To do: Retype the text below on giving fictional characters their own voices, word for word and without changes.

When you are creating characters, do you hear them speak? Aim to remember voices you hear at parties or in public and use them to create fictional characters.
Recreate the speech patterns of those around you. Listen to people speak in restaurants, on the train, in a line-up.

Carry a notebook, and when you hear something good, jot it down for later, when you want to create an authentic voice.

I once saw a re-enactment of an emergency room drama. An addict pulled at her sleeve, obviously proud of herself. "I've got worms," she said, several times, in a high pitched and self congratulatory tone. Her doctor ordered a stool sample, but as a nurse attempted to usher her out of the room, the addict raised her sleeve to expose an open cavity she had dug into her arm. "I've got worms," she said again, and pulled an earthworm from the wound.

Her voice, as recreated by the actor, with that proud inflection, resides in my memory, and one day soon, I will challenge myself to find a role for this character and will build a fictional life around this one sentence: "I've got worms!"

Thoughts

Characters think in the same unique voice they use when they speak, and they reveal an otherwise hidden side of themselves in thought, so keep them "in character" even when they are silent. One character may be obsessive in private, another silently critical. One may daydream often, while another doesn’t waste a minute.

Material:

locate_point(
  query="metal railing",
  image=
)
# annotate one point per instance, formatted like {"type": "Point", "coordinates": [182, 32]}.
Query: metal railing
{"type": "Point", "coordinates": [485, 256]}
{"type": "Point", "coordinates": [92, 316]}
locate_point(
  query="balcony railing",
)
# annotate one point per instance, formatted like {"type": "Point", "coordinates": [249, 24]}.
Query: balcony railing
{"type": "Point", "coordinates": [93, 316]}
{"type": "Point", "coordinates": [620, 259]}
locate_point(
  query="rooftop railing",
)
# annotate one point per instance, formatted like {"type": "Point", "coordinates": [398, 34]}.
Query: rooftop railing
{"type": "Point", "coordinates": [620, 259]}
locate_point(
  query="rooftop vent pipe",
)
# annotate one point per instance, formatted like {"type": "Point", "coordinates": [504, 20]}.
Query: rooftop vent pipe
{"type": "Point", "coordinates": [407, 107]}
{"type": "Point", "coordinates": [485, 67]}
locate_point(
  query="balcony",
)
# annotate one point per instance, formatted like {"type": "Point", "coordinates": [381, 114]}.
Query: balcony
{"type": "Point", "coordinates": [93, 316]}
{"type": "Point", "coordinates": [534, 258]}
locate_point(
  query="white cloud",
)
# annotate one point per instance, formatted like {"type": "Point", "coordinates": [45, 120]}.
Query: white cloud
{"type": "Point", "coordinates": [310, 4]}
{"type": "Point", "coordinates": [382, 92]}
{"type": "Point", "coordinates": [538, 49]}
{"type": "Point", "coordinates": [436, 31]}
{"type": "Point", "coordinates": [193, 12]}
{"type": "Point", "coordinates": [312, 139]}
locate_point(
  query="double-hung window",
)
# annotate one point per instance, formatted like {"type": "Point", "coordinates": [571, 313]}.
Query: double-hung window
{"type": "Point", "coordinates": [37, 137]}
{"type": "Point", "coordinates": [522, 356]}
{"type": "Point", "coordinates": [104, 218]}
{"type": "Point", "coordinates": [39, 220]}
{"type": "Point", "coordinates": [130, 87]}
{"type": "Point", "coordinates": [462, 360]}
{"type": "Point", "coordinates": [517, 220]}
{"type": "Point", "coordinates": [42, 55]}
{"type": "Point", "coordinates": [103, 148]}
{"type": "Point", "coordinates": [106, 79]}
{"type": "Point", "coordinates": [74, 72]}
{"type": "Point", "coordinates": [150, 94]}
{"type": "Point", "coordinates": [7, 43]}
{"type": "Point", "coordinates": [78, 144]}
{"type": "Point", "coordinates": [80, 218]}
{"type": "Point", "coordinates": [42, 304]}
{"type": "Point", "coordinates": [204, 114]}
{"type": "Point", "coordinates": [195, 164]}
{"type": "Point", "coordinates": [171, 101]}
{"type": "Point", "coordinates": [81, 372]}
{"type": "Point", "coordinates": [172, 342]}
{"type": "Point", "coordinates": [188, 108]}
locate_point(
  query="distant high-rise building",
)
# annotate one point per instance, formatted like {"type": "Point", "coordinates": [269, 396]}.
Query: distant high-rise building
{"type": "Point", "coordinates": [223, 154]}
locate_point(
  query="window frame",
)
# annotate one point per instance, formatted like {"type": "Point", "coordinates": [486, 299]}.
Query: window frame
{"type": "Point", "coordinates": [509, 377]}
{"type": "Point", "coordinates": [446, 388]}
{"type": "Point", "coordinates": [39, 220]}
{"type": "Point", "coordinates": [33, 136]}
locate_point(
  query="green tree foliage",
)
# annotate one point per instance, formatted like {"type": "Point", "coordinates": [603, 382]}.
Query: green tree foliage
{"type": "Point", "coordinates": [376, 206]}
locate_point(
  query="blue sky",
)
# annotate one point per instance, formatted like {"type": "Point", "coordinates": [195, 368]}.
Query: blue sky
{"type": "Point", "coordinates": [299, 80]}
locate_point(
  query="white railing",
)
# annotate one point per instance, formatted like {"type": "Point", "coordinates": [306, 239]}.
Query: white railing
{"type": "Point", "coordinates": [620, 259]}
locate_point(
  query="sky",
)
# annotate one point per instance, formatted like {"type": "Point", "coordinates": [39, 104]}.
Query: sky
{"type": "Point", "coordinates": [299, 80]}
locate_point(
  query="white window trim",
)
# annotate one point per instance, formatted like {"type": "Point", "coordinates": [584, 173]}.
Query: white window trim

Solution to the problem:
When you are creating characters, do you hear them speak? Aim to remember voices you hear at parties or in public and use them to create fictional characters.
Recreate the speech patterns of those around you. Listen to people speak in restaurants, on the train, in a line-up.

Carry a notebook, and when you hear something good, jot it down for later, when you want to create an authentic voice.

I once saw a re-enactment of an emergency room drama. An addict pulled at her sleeve, obviously proud of herself. "I've got worms," she said, several times, in a high pitched and self congratulatory tone. Her doctor ordered a stool sample, but as a nurse attempted to usher her out of the room, the addict raised her sleeve to expose an open cavity she had dug into her arm. "I've got worms," she said again, and pulled an earthworm from the wound.

Her voice, as recreated by the actor, with that proud inflection, resides in my memory, and one day soon, I will challenge myself to find a role for this character and will build a fictional life around this one sentence: "I've got worms!"

Thoughts

Characters think in the same unique voice they use when they speak, and they reveal an otherwise hidden side of themselves in thought, so keep them "in character" even when they are silent. One character may be obsessive in private, another silently critical. One may daydream often, while another doesn’t waste a minute.